_Supplied material_
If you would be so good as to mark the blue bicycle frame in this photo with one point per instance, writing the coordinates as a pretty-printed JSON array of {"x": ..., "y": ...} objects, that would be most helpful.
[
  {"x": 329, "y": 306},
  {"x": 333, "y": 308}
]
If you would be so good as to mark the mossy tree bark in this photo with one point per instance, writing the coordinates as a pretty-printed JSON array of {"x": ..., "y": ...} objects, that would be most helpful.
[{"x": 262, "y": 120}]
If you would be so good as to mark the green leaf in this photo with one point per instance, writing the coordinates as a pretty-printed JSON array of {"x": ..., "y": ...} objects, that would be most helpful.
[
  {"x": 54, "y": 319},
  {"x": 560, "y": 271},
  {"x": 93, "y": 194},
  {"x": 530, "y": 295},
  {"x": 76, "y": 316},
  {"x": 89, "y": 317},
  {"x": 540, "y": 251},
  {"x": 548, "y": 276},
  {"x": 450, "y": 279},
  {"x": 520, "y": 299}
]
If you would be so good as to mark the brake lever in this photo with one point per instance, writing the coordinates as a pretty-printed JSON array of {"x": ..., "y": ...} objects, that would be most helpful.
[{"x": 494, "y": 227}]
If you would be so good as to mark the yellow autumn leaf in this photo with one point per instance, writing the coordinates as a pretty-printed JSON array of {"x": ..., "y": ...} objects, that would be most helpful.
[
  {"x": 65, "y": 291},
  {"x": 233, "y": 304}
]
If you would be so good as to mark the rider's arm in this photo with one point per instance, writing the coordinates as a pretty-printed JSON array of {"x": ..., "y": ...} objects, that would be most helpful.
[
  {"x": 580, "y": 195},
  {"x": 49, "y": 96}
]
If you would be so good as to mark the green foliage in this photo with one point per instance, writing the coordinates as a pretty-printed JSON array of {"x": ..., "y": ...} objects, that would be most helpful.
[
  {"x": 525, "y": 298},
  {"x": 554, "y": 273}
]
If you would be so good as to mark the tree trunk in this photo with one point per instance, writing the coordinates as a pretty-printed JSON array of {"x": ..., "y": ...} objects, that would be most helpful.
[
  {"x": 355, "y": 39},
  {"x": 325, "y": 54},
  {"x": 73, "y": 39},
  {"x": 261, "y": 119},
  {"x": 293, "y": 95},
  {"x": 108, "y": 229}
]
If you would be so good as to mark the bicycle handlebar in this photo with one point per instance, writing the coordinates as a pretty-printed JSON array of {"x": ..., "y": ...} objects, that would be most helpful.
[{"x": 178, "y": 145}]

_Instructions to follow_
Reproduce all nine items above word for word, with no changes.

_Answer to the task_
If you would be so good as to mark the blue bicycle frame in this photo with one point per instance, writing the coordinates as a pretty-printed JSON array of {"x": ..., "y": ...} objects, that would be most helpful.
[
  {"x": 329, "y": 306},
  {"x": 333, "y": 308}
]
If you would be so good as to mark the mossy tree bark in this photo with one point per instance, writing the coordinates as a pretty-printed JSON array of {"x": ..., "y": ...} objects, that would be most helpful.
[{"x": 262, "y": 120}]
If you would be so good as to mark the green leaf in this photo with one point per instance, writing the coordinates as a pretty-printed JSON array of {"x": ..., "y": ...} objects, that would be most helpful.
[
  {"x": 54, "y": 319},
  {"x": 560, "y": 271},
  {"x": 93, "y": 194},
  {"x": 530, "y": 295},
  {"x": 76, "y": 316},
  {"x": 89, "y": 317},
  {"x": 540, "y": 251},
  {"x": 548, "y": 276},
  {"x": 450, "y": 279},
  {"x": 520, "y": 299}
]
If you would be so good as to mark the brake lever in this photo with one point per instance, writing the coordinates as a pretty-printed JSON array of {"x": ..., "y": ...} objects, that would be most helpful.
[{"x": 494, "y": 227}]
If you would be so good as to mark the yellow autumn leaf in this photo with one point per instance, writing the coordinates as a pretty-printed JSON array of {"x": ..., "y": ...} objects, that would be most helpful.
[
  {"x": 65, "y": 291},
  {"x": 233, "y": 304}
]
If you would be so good as to mark the rider's arm in this photo with one point per instance, writing the coordinates as a pretty-printed JSON array of {"x": ..., "y": ...} objects, that would be most helpful.
[
  {"x": 580, "y": 195},
  {"x": 49, "y": 96}
]
If you would be so good as to mark the green foliage in this photo with one point per instance, writing the coordinates as a pretty-printed JSON array of {"x": ..., "y": ...} objects, that would be most helpful.
[
  {"x": 525, "y": 298},
  {"x": 554, "y": 273}
]
If you would be so good as to mark the tree trunk in this photo with one point per instance, writing the coordinates as a pretty-printed JSON array of {"x": ..., "y": ...} objects, that would be most helpful.
[
  {"x": 355, "y": 39},
  {"x": 325, "y": 54},
  {"x": 73, "y": 39},
  {"x": 261, "y": 119},
  {"x": 293, "y": 95},
  {"x": 108, "y": 229}
]
If you would be so good as to mark the bicycle handlebar in this photo with one point per instance, writing the coordinates as a pretty-printed JSON array of {"x": ..., "y": ...} objects, that would be most helpful.
[{"x": 178, "y": 145}]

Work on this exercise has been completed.